» **Task data**:

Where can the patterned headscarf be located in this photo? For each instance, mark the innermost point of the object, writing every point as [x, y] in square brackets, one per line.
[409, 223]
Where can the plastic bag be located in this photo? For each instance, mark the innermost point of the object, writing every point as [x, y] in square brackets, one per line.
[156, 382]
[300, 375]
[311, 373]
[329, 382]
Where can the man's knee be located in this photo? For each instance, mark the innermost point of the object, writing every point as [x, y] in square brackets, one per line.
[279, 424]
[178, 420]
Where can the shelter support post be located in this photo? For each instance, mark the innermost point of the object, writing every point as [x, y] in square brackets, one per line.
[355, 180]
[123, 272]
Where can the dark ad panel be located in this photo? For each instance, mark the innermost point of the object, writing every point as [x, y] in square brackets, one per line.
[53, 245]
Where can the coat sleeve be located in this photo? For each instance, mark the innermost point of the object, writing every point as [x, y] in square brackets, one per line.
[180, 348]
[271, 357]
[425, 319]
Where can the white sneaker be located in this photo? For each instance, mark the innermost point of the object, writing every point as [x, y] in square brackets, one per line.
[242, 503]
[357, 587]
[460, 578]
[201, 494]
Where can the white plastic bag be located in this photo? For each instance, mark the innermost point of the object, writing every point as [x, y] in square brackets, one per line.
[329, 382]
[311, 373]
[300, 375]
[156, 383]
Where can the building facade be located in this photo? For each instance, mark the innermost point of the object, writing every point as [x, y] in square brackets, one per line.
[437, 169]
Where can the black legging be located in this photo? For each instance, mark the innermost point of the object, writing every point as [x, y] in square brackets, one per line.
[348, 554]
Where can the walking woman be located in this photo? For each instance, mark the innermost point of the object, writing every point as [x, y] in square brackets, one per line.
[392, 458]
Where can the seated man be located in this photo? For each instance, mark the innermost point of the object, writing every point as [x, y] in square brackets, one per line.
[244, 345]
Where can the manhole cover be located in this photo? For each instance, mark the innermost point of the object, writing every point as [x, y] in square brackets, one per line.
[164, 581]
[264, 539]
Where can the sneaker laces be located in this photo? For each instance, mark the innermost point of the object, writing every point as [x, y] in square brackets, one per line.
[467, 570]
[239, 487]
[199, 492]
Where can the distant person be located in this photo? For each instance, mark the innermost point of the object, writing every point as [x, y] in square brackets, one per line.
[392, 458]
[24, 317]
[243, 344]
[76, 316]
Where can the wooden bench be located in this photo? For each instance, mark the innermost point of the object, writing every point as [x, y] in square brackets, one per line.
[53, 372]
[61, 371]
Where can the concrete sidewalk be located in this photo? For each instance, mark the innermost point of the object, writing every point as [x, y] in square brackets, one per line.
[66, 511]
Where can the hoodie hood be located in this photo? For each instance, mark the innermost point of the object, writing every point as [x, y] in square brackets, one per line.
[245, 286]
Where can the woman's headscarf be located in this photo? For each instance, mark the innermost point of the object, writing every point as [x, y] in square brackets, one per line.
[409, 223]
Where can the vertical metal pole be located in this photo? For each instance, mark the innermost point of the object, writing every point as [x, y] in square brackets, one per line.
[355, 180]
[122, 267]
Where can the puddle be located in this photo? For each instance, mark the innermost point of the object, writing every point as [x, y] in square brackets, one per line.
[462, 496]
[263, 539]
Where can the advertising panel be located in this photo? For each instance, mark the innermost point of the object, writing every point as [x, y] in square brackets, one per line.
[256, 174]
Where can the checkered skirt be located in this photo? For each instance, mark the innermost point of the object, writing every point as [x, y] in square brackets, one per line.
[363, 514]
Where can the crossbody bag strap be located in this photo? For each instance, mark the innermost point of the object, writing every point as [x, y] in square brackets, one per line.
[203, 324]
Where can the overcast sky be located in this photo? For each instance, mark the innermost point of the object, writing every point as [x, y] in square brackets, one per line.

» **What you have to do**: Give the lines exactly as they stand, from the line with "Where can the advertising" through the end of the material.

» **Answer to this exercise**:
Where can the advertising panel be located in this photo? For each instance, mark the innermost point of the object, writing every point as [x, y] in square brackets, one per line.
[256, 174]
Where can the checkered skirt be located in this photo? For each instance, mark the innermost point of the object, writing every point as [x, y] in square brackets, one per line.
[363, 514]
Where can the crossbody bag strap be located in this photo? For each instance, mark the innermost point of the object, writing every point as [x, y] in square brackets, one per line.
[203, 324]
Where can the overcast sky be located in this photo? For each instance, mark the innermost point of the object, writing every point as [x, y] in square brackets, one per line.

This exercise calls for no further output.